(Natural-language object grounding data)

######

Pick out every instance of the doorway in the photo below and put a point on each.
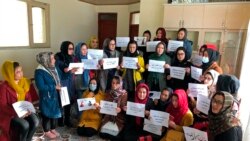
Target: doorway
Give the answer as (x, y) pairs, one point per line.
(107, 26)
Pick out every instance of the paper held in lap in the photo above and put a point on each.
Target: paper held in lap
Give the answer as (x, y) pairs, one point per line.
(23, 107)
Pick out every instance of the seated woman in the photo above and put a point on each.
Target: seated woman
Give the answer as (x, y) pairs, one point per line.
(118, 95)
(223, 126)
(15, 88)
(48, 84)
(131, 77)
(201, 119)
(90, 120)
(134, 125)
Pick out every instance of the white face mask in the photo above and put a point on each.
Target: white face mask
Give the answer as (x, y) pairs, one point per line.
(205, 59)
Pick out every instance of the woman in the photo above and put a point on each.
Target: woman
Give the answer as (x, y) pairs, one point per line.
(93, 42)
(223, 126)
(131, 77)
(118, 95)
(14, 89)
(187, 44)
(63, 59)
(181, 60)
(81, 81)
(105, 76)
(161, 35)
(179, 111)
(134, 125)
(157, 81)
(48, 83)
(210, 56)
(90, 120)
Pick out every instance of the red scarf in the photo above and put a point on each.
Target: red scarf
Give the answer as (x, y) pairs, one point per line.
(182, 108)
(138, 120)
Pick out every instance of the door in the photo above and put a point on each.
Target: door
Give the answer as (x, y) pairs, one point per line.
(134, 24)
(107, 26)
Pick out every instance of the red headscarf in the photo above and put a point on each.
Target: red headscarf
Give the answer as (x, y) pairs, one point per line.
(138, 100)
(182, 108)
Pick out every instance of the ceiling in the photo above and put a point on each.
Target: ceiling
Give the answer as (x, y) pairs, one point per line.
(110, 2)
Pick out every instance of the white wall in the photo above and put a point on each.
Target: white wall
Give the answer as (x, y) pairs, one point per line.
(151, 15)
(70, 20)
(122, 17)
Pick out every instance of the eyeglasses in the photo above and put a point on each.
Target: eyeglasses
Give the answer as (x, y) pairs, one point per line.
(218, 102)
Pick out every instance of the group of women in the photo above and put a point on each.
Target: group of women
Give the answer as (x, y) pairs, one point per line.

######

:: Aim of the exercise ::
Omit the pictures and reproduce the records above exactly.

:: Solution to the exercise ::
Pick out every instance of the doorway in the photo below and put a point on each.
Target: doorway
Give the answer as (x, y) pairs, one point per line.
(107, 26)
Pick out every instance of the paper held in lap in the photo above and put a point on each.
Target: paper held in lap
Give the answer as (x, y) pairs, one point per line.
(23, 107)
Pick out every instance of the seated woman in the photo above and put a point on each.
Target: seated woman
Give the answer as (x, y) pairs, one point per line.
(118, 95)
(223, 126)
(15, 88)
(48, 84)
(131, 77)
(201, 119)
(90, 120)
(134, 125)
Pick out every instance of the white face mask in the photo above and put a point on each.
Target: white face mask
Give the answer as (x, y) pairs, one point per line.
(205, 59)
Pick out every instance of the woman in the photo above and put a point on each.
Target: woman
Give the answer as (x, y) pairs, one point per line.
(93, 42)
(223, 126)
(131, 77)
(118, 95)
(14, 89)
(187, 44)
(63, 59)
(181, 60)
(81, 81)
(105, 76)
(161, 35)
(179, 111)
(134, 125)
(157, 81)
(48, 83)
(210, 56)
(90, 120)
Pick out every instance of the red scarf in the photo above and put a point on each.
Target: red scarf
Give the answer as (x, y) pairs, one point per line.
(182, 108)
(138, 120)
Pick out every instance of the door in the photo above and put a point on each.
Target: door
Give the answer as (x, y) pairs, one point per line.
(134, 24)
(107, 26)
Pick out every instance of the red headscarf in the photo above and put a point on each.
Target: red headscarf
Give the answer as (x, y) pairs, one point per line.
(138, 100)
(182, 108)
Pick out every instance of the ceiling in the photo above and put a point on each.
Target: ceiling
Give the answer as (x, y) pairs, one point per line.
(110, 2)
Pick out every instance of the white wall in the photo above and put a point on each.
Target: white wall
Give the answer as (x, y) pairs, one point per line.
(151, 15)
(70, 20)
(122, 17)
Pick out every instance of the eyeglasses in the photo above and put a point on each.
Target: eyeglasses
Give the answer as (x, y) pairs, one point per line.
(218, 102)
Pick out every instance of the group of women in the photo above and put a point on each.
Target: group of women
Give the answer as (x, y) pairs, one point per line.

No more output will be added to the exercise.